What to do:
1 > Answer these questions from the judgment excerpt, one line each, marked as the questions are:
(a) What did the Respondent say his normal ordinary pay without overtime was per fortnight?
(b) How many sub-paragraphs does Ground 7 contain?
(c) In which paragraph of his Judgment did the Trial Judge use the word 'arbitrary'?
2 > For each statement, decide whether the judgment excerpt supports it. Answer yes or no, and quote the words of the excerpt that decide it.
(a) The Appellant cross-examined the Respondent about his pay amounts.
(b) The appeal court accepts that the assessment of damages is subjective.
(c) The Trial Judge took a basis of $35.00 per week for loss of earning capacity.
3 > Continue writing the judgment excerpt from the point where it stops.

Selected text:
This seems contrary to the Respondent's evidence where at page 67 of the record he said that his normal ordinary pay without overtime was $279.28 per fortnight but that after adding overtime it came to $649.31. These amounts were not questioned, were not the subject of cross-examination by the Appellant and so the learned Judge was entitled to accept the Respondent's evidence. Accordingly in our judgment this ground also fails.
- [33] We turn to Ground 7 which contains six sub-paragraphs. The first is that the learned Trial Judge erred by stating that assessment of damages is always a subjective assessment. With all respect to learned counsel we fail to see how it can be otherwise. Each individual suffers different degrees of pain and generally loss of earnings past and future. All Judges use their experience in civil actions both in the assessment of damages and the impression made on them by witnesses. We have never heard the contrary suggested.
- [34] Ground (iii) - We thus find no merit in this ground.
(iv) - says that the Trial judge made an arbitrary award of damages. The Judge used the word 'arbitrary' in paragraph 20 of his Judgment dealing with loss of earning capacity. After referring to the Respondent's severely reduced use of his left leg and to the fact that this affected and reduced his future earning capacity he said, "Making the best I can of it from the authorities cited and my general experience I assess the loss of earning capacity in much the same way as general damages. He was earning high overtime. Arbitrarily I assume a basis of $35.00 per week, i.e. $1,820.00 per year".

Entries shown:
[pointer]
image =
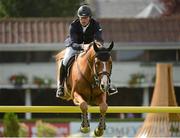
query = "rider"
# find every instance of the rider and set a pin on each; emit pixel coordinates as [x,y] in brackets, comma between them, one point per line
[83,30]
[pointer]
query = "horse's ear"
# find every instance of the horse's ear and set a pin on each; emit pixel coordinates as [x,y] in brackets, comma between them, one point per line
[96,49]
[111,46]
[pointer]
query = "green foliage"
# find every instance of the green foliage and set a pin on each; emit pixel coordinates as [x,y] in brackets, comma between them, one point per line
[11,125]
[23,130]
[39,8]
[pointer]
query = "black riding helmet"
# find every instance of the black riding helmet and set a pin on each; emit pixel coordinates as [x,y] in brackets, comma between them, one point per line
[84,11]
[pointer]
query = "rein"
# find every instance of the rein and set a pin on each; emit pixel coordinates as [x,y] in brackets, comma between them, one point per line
[96,81]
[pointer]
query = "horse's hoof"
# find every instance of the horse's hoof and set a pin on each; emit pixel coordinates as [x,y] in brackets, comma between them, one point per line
[98,132]
[84,129]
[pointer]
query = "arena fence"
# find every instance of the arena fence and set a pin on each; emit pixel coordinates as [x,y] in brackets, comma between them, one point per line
[91,109]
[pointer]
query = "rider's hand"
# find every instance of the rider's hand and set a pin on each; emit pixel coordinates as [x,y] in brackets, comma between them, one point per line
[77,46]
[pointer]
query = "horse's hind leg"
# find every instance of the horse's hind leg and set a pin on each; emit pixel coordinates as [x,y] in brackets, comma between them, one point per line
[78,100]
[103,108]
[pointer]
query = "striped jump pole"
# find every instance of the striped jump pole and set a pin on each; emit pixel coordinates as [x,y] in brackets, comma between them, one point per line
[91,109]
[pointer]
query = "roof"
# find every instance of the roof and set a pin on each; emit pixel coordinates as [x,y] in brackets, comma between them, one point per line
[55,30]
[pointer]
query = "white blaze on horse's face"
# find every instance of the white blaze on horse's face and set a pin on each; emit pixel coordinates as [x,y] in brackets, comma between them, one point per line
[103,70]
[104,84]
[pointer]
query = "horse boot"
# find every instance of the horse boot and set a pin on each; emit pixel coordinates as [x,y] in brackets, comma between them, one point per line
[60,89]
[112,90]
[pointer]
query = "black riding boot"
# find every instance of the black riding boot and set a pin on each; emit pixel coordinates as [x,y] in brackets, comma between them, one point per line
[60,88]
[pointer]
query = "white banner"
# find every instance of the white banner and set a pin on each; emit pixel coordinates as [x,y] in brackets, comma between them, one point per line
[113,129]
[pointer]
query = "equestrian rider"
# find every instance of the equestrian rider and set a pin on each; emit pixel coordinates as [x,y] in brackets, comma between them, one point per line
[83,30]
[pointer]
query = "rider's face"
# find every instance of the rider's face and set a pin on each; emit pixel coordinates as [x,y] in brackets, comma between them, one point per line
[84,20]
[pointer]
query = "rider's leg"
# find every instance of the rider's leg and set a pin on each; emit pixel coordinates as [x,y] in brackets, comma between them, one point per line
[68,54]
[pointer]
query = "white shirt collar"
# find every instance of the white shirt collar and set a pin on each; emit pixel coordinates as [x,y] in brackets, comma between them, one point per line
[85,27]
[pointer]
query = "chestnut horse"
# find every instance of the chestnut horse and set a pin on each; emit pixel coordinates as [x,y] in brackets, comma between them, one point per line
[88,82]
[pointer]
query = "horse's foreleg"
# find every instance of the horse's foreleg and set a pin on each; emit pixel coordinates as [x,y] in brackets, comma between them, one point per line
[103,108]
[78,100]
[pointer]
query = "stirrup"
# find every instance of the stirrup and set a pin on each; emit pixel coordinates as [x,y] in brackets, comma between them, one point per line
[112,90]
[60,92]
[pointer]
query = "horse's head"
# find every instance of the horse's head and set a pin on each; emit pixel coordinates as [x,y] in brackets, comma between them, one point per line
[102,65]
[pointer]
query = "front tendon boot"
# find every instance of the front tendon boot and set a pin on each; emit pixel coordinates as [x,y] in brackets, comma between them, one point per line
[60,87]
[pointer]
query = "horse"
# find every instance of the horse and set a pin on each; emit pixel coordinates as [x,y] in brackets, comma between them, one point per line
[88,82]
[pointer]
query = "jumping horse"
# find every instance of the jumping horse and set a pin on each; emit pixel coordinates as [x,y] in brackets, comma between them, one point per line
[88,82]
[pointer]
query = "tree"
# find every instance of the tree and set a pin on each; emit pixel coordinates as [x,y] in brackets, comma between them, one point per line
[39,8]
[11,125]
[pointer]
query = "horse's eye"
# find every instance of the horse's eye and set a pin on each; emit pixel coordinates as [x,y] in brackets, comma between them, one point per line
[97,64]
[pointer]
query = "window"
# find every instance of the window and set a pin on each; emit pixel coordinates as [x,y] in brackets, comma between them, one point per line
[147,55]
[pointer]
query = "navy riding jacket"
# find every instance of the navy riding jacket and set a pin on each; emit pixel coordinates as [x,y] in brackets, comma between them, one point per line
[77,36]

Answers to the problems:
1 >
(a) $279.28 per fortnight
(b) Six
(c) Paragraph 20

2 >
(a) No: "These amounts were not questioned, were not the subject of cross-examination by the Appellant"
(b) Yes: "With all respect to learned counsel we fail to see how it can be otherwise."
(c) Yes: "Arbitrarily I assume a basis of $35.00 per week, i.e. $1,820.00 per year"

3 >
Counsel for the Appellants seizes on the adjective arbitrary and submits that the Judge's assessment of loss of future income was made without any consideration of the evidence. It was perhaps an unfortunate use of language but we do not take it to mean what the Appellants contend. Websters Dictionary defines arbitrarily as "based on random or convenient selection of choice".
- [35] The Oxford Dictionary defines it as "not seeming to be based on a reason, system or plan". All we consider the learned Judge was saying here was that he arrived at a figure of $35.00 per week without going into detailed calculations. He based his figure taking a general view of the evidence and in our judgment in arriving at $35.00 per week tended to favour the Appellants.
- [36] The Judge assessed general damages at $35,000.00 and loss of earning capacity at $34,580.00. Having carefully considered the evidence we find fault only in his assessment of general damages. He accepted Counsel's submission that the award should be $35,000.00 which he said was not exaggerated. Had there been any cross-appeal by the Respondent we would have had no hesitation in increasing this sum considerably but in the circumstances must accept the Trial Judge's assessment.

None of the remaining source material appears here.